## begin DATA SUPPLIED

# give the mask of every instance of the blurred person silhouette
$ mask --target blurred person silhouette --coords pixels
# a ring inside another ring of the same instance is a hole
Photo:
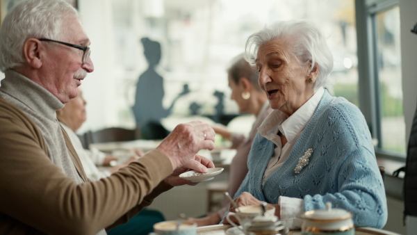
[[[325,88],[334,60],[320,30],[308,20],[275,22],[249,37],[245,58],[274,110],[258,129],[237,206],[266,202],[295,229],[305,211],[329,202],[351,212],[355,227],[383,227],[386,197],[370,133],[357,106]]]
[[[83,168],[87,177],[92,181],[110,176],[122,167],[126,166],[131,162],[137,159],[143,153],[137,151],[132,152],[132,156],[126,161],[112,167],[108,170],[99,169],[90,156],[90,152],[84,149],[81,142],[76,134],[86,120],[85,105],[87,102],[83,96],[83,91],[79,87],[78,95],[72,99],[65,106],[56,111],[56,117],[64,130],[68,134],[70,140],[81,161]],[[101,153],[104,154],[104,153]],[[117,159],[117,158],[116,158]],[[164,221],[163,215],[156,210],[144,209],[136,216],[131,218],[123,225],[120,225],[108,232],[108,234],[147,234],[153,232],[154,224]]]
[[[182,92],[165,109],[163,106],[165,95],[163,78],[156,70],[161,57],[161,44],[148,38],[143,38],[140,41],[148,67],[139,76],[132,109],[136,124],[140,126],[142,138],[161,139],[166,137],[169,131],[162,126],[161,120],[168,116],[178,98],[189,92],[188,86],[183,86]]]
[[[79,13],[64,0],[24,0],[0,27],[0,234],[106,234],[161,193],[196,185],[179,176],[206,172],[215,133],[180,124],[154,150],[91,181],[56,111],[94,71]]]
[[[233,197],[247,172],[247,155],[258,131],[258,127],[272,110],[269,107],[268,99],[258,84],[258,72],[250,65],[243,55],[239,55],[232,60],[231,65],[227,70],[227,74],[229,87],[231,90],[230,98],[238,104],[239,113],[252,113],[256,117],[247,138],[242,133],[229,131],[223,125],[212,126],[216,133],[231,140],[231,147],[237,150],[230,164],[228,180],[227,192]],[[198,226],[218,224],[229,210],[229,202],[224,199],[222,207],[218,211],[204,218],[188,220],[197,222]]]

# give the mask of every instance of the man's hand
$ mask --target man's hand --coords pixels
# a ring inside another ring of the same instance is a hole
[[[204,156],[196,154],[194,159],[190,159],[183,167],[174,170],[174,172],[166,177],[164,181],[172,186],[184,184],[196,185],[198,183],[193,183],[189,180],[181,179],[179,175],[190,170],[194,170],[199,172],[206,172],[207,168],[214,168],[214,164],[211,161]]]
[[[156,147],[171,160],[173,170],[193,169],[200,172],[207,172],[207,168],[195,159],[195,154],[202,149],[212,150],[214,148],[214,130],[202,122],[180,124]]]

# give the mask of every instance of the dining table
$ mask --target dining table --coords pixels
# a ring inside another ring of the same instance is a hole
[[[230,225],[215,225],[202,226],[197,228],[197,234],[204,235],[238,235],[238,234],[236,233],[231,233],[229,232],[231,230],[229,229],[231,229],[231,227],[232,226]],[[393,232],[375,229],[373,227],[356,227],[354,229],[355,235],[400,235],[399,234]],[[243,234],[242,233],[241,234]],[[290,230],[288,233],[288,235],[302,234],[302,233],[300,229]]]

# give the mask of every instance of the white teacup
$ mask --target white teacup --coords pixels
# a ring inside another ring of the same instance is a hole
[[[261,206],[256,205],[240,206],[238,207],[235,213],[229,212],[227,216],[226,216],[226,219],[231,225],[238,227],[240,229],[239,225],[233,222],[231,218],[230,218],[231,216],[235,217],[239,221],[239,224],[240,224],[243,229],[245,229],[246,227],[250,225],[250,222],[255,217],[262,215]],[[273,217],[275,215],[275,207],[271,205],[266,206],[265,216]]]
[[[177,221],[170,220],[154,225],[154,234],[158,235],[196,235],[197,223],[193,221],[182,221],[177,230]]]

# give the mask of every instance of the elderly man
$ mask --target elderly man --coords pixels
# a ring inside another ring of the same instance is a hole
[[[16,6],[0,29],[0,234],[106,234],[160,193],[193,184],[178,175],[213,167],[213,130],[179,125],[156,149],[92,182],[56,111],[93,71],[90,40],[63,0]]]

## end DATA SUPPLIED

• [PROBLEM]:
Retype every one of the entries above word for word, leaving the pictures out.

• [RESULT]:
# give the mask of every instance of the blurred person silhouette
$ mask --target blurred person silhouette --coords pixels
# a ring inside another ring of the same instance is a hole
Photo:
[[[325,88],[334,60],[320,30],[308,20],[275,22],[249,37],[245,58],[274,110],[258,129],[237,206],[266,202],[295,229],[305,211],[329,202],[351,212],[355,227],[383,227],[386,197],[370,133],[357,106]]]
[[[83,168],[87,177],[92,181],[110,176],[122,167],[126,166],[131,162],[137,159],[143,153],[137,151],[132,152],[132,156],[126,161],[112,167],[108,170],[99,169],[90,156],[90,152],[84,149],[81,142],[76,134],[86,120],[85,105],[87,102],[83,96],[83,91],[79,87],[78,95],[72,99],[65,106],[56,111],[56,117],[64,130],[68,134],[70,140],[81,161]],[[101,153],[104,154],[104,153]],[[117,159],[117,158],[116,158]],[[164,221],[163,215],[156,210],[144,209],[136,216],[131,218],[123,225],[120,225],[108,232],[108,234],[147,234],[153,232],[154,224]]]
[[[182,92],[165,109],[163,106],[165,95],[163,78],[156,70],[161,57],[161,44],[148,38],[143,38],[140,41],[148,67],[139,76],[132,109],[136,124],[140,126],[142,138],[161,139],[166,137],[169,131],[162,126],[161,120],[168,116],[178,98],[189,92],[188,86],[183,86]]]
[[[79,13],[64,0],[24,0],[0,27],[0,234],[106,234],[161,193],[196,185],[179,176],[206,172],[215,133],[180,124],[154,150],[91,181],[56,111],[94,71]]]
[[[233,197],[247,172],[247,155],[258,131],[258,127],[272,110],[269,107],[268,99],[258,84],[258,72],[250,65],[243,55],[239,55],[232,60],[231,65],[227,70],[227,74],[229,87],[231,90],[230,98],[238,104],[239,113],[252,113],[256,117],[247,138],[242,133],[229,131],[223,125],[212,126],[216,133],[231,140],[231,147],[237,150],[230,164],[228,180],[227,192]],[[198,226],[218,224],[229,210],[229,202],[224,199],[222,207],[218,211],[204,218],[188,220],[197,222]]]

# give the mask of every instance of the man's hand
$ mask --target man's hand --coords pixels
# a ring inside another ring of the same instance is a hole
[[[204,156],[196,154],[194,159],[190,159],[183,167],[174,170],[174,172],[166,177],[164,181],[172,186],[184,184],[196,185],[198,183],[193,183],[189,180],[181,179],[179,175],[190,170],[194,170],[199,172],[206,172],[207,168],[214,168],[214,164],[211,161]]]
[[[156,147],[171,160],[173,170],[193,169],[200,172],[207,172],[207,168],[195,159],[195,154],[202,149],[212,150],[214,148],[214,130],[202,122],[180,124]]]

# give the mask of every instance of the dining table
$ mask --target dining table --coords pixels
# a ring inside another ring of the same instance is a hole
[[[230,225],[215,225],[202,226],[197,228],[197,234],[204,235],[238,235],[238,234],[236,233],[231,233],[229,232],[231,230],[229,229],[231,229],[231,227],[232,226]],[[393,232],[375,229],[373,227],[356,227],[354,229],[355,235],[400,235],[399,234]],[[243,234],[242,233],[241,234]],[[290,230],[288,233],[288,235],[302,234],[302,233],[300,229]]]

# give the mask of every instance of the white teacup
$ mask --target white teacup --coords pixels
# a ring inside another ring of the same instance is a hole
[[[261,206],[256,205],[240,206],[238,207],[235,213],[229,212],[227,216],[226,216],[226,219],[231,225],[238,227],[240,229],[239,225],[233,222],[231,218],[230,218],[231,216],[235,217],[239,221],[239,224],[240,224],[243,229],[245,229],[246,227],[250,225],[250,222],[255,217],[262,215]],[[273,217],[275,215],[275,207],[271,205],[266,206],[265,216]]]
[[[177,221],[170,220],[154,225],[154,234],[158,235],[196,235],[197,223],[193,221],[182,221],[177,230]]]

# give the mask of every instance of the elderly man
$ mask --target elderly man --coords pixels
# a ring inside another ring of the same instance is a hole
[[[16,6],[0,29],[0,234],[106,234],[160,193],[193,184],[178,175],[213,167],[213,130],[179,125],[156,149],[92,182],[56,111],[93,71],[90,40],[63,0]]]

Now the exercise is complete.